◆ Short exercise
Reproduce the part of the data that opens with the line containing "Could you point out the ribbed" and runs through the end of the data, swapping every "ribbed pumpkin" for "striped pumpkin" and leaving everything else unchanged.
-------- Provided data --------
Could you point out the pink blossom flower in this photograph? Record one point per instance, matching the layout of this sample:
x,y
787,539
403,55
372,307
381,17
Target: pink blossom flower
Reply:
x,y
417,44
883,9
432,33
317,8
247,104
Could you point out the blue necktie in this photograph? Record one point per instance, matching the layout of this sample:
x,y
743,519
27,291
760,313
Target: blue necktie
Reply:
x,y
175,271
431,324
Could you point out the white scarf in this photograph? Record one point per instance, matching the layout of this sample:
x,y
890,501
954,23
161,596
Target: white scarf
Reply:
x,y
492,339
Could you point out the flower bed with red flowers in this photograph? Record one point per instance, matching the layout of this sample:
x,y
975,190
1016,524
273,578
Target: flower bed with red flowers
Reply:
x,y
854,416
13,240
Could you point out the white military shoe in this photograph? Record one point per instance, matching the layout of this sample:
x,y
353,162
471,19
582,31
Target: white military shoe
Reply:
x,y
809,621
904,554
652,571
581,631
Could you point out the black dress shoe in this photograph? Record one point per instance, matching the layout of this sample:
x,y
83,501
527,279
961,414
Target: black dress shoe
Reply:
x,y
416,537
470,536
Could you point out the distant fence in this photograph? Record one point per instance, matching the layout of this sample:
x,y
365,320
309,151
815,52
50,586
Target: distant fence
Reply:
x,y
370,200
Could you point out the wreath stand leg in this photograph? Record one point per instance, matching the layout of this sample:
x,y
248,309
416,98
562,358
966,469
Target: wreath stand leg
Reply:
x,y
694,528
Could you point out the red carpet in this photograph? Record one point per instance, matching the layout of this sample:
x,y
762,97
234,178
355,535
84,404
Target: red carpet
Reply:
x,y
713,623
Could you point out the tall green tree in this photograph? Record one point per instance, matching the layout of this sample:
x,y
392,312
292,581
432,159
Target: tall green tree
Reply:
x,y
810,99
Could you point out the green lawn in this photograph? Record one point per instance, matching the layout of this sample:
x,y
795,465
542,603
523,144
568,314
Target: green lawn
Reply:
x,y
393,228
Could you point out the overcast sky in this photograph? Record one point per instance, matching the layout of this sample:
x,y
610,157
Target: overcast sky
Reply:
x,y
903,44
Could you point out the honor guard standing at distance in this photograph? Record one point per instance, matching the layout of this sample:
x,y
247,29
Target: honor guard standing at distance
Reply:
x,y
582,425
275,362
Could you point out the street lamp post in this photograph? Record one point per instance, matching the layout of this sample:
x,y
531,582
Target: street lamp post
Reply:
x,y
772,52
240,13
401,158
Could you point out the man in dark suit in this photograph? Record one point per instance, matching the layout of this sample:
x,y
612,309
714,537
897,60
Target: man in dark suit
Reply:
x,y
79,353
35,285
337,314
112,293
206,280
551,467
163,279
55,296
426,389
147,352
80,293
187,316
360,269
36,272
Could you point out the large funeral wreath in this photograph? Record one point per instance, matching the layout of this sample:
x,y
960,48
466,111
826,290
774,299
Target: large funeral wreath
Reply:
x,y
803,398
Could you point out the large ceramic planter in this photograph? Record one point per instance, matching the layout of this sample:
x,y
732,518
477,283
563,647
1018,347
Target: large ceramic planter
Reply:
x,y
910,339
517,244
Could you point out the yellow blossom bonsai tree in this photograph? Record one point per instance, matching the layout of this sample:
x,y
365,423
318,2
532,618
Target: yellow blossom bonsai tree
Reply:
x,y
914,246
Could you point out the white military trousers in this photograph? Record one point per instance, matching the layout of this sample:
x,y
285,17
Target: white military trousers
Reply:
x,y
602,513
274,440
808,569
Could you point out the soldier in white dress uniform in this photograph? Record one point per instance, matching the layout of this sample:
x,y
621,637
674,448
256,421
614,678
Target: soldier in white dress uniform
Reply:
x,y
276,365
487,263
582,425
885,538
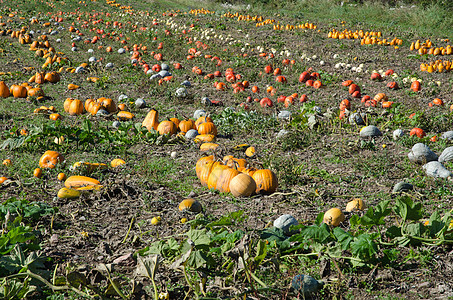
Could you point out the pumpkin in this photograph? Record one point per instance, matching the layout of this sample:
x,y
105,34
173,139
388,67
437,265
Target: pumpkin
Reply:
x,y
108,103
284,222
52,77
355,204
4,90
151,120
242,185
266,181
415,86
248,171
67,104
201,120
208,146
37,173
82,183
380,97
65,193
333,217
117,162
201,163
125,115
418,132
215,174
207,128
304,76
35,92
204,138
61,176
392,85
76,108
345,104
223,183
18,91
167,127
50,159
55,116
190,205
176,121
186,125
353,88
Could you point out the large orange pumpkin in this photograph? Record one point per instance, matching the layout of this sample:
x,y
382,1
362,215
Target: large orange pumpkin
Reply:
x,y
50,159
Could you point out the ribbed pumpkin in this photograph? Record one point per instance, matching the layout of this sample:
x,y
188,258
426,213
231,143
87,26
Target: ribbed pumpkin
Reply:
x,y
215,174
207,128
4,90
167,127
223,183
186,125
125,115
249,171
202,162
52,77
266,181
176,121
39,77
76,108
190,205
50,159
108,103
35,92
242,185
201,120
67,104
18,91
151,120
--------
◆ Output below
Could you point out the striped pumpkin in this photograph? Record one point per instance, matching the layout of this sample:
x,y
188,258
426,213
231,143
87,26
Target: striped pumpkin
Reply:
x,y
215,174
207,128
4,90
167,127
223,183
186,125
125,115
249,171
202,162
52,77
266,181
176,121
39,77
76,108
190,205
50,159
108,103
35,92
242,185
201,120
67,104
18,91
151,120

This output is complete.